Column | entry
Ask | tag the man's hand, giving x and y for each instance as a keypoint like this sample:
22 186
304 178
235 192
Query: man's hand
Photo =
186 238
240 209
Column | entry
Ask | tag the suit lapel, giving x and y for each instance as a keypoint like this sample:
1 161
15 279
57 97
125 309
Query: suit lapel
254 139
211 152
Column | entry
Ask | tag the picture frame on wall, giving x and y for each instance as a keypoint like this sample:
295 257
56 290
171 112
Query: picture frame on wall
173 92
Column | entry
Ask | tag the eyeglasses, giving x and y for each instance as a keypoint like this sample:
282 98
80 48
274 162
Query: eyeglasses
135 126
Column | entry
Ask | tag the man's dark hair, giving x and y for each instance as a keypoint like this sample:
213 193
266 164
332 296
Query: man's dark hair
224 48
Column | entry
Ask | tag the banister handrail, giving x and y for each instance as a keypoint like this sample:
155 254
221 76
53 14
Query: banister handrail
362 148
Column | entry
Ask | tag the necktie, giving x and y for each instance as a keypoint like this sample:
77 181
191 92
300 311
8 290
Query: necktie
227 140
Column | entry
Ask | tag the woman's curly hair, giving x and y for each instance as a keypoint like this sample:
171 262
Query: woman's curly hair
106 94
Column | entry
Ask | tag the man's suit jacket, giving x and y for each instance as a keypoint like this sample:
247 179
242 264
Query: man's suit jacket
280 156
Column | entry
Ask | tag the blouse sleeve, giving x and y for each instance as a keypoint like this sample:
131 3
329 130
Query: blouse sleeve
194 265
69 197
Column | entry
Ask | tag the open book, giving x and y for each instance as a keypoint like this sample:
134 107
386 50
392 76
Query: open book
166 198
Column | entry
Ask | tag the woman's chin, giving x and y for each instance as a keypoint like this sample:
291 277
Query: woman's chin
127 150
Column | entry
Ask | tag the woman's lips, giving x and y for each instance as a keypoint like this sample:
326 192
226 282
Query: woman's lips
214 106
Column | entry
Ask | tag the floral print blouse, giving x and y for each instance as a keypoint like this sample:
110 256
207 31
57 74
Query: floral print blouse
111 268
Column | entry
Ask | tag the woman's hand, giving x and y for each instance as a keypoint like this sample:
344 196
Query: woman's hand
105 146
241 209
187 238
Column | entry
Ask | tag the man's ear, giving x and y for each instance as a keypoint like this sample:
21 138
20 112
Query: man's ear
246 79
______
■ SHORT PROBLEM
Output the complete data exactly as written.

■ RESULT OF THIS TASK
Column | entry
Ask | tag the man's hand, giving x and y for each instance as a keypoint like this sample:
22 186
304 178
235 192
Query: man's hand
Photo =
186 238
240 209
Column | entry
Ask | tag the suit lapel, giving x and y for each instance as a keypoint like this sample:
1 161
15 279
57 97
125 309
Query: suit lapel
254 139
211 152
Column | entry
Ask | tag the picture frame on wall, giving x and y for each instance as a keypoint like this sample:
295 257
56 290
171 112
Query: picture frame on wall
173 92
Column | entry
Ask | tag the eyeglasses, giving x and y for each instance as a keypoint like this sample:
282 98
80 48
274 162
Query: eyeglasses
135 126
Column | entry
Ask | tag the man's dark hair, giving x and y for each instance as a keypoint like this sample:
213 193
266 164
332 296
Query: man's dark hair
224 48
Column | entry
Ask | tag the banister handrail, giving x and y for each instance as a keypoint like this sample:
155 254
221 76
53 14
Query: banister handrail
362 148
Column | entry
Ask | tag the necktie, giving x and y for each instance as a keypoint like this sample:
77 181
191 92
300 311
8 290
Query: necktie
227 140
Column | entry
Ask | tag the woman's curly hair, giving x and y for each instance as a keypoint like this sample:
171 262
Query: woman's curly hair
106 94
Column | entry
Ask | tag the man's suit jacket, giving x and y for each instance as a keypoint like this sample:
247 179
242 264
Query: man's suit jacket
280 156
Column | entry
Ask | tag the blouse sleeve, giving x and y for each instance as a keypoint like this sample:
131 3
329 130
Query: blouse sleeve
194 265
69 197
Column | entry
Ask | tag the open book, giving x and y for each instance as a keypoint like this sample:
134 107
386 50
392 76
Query: open book
166 198
Column | entry
Ask | tag the woman's chin, giving x and y for each instance as a keypoint like this sample:
291 277
Query: woman's chin
127 150
Column | entry
Ask | tag the woman's lips, giving x and y for each instance as a keypoint like this sample:
326 192
226 282
Query: woman's lips
214 106
Column | entry
Ask | tag the floral print blouse, giving x and y for each instance as a keypoint like this sample:
110 256
207 31
57 74
Query: floral print blouse
111 268
Column | entry
Ask | tag the woman's hand, giving x and y for each instance as a keypoint like this sample:
344 196
Query: woman's hand
105 146
241 209
187 238
Column | entry
Ask | tag the man's ear, giving x and y for each instance as a keypoint like this sample:
21 138
20 112
Query: man's ear
246 79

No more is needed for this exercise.